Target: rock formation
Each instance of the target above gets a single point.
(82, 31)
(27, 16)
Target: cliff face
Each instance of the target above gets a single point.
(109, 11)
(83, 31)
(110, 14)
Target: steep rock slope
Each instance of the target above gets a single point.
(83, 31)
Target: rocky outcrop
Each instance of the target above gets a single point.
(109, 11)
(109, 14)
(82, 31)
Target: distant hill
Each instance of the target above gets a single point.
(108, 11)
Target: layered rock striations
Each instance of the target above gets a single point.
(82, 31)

########################################

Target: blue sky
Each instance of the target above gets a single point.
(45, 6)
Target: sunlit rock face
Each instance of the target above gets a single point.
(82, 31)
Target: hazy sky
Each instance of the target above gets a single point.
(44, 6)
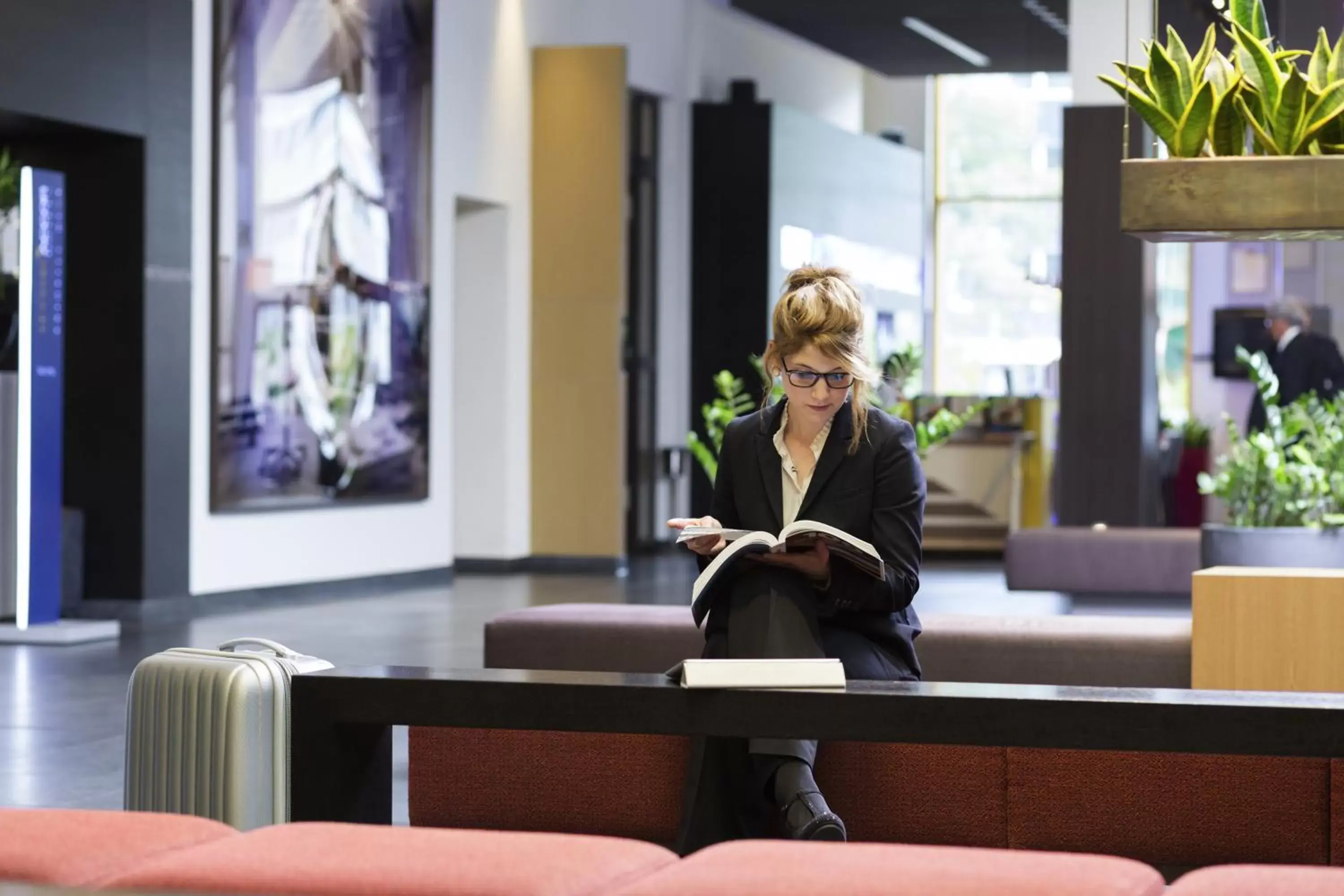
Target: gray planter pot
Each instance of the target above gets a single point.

########################################

#### Problem:
Collect every line of the records above that contains the word "face", and copy each one in full.

#### Solution below:
Target: cliff face
Target: sunlit rock face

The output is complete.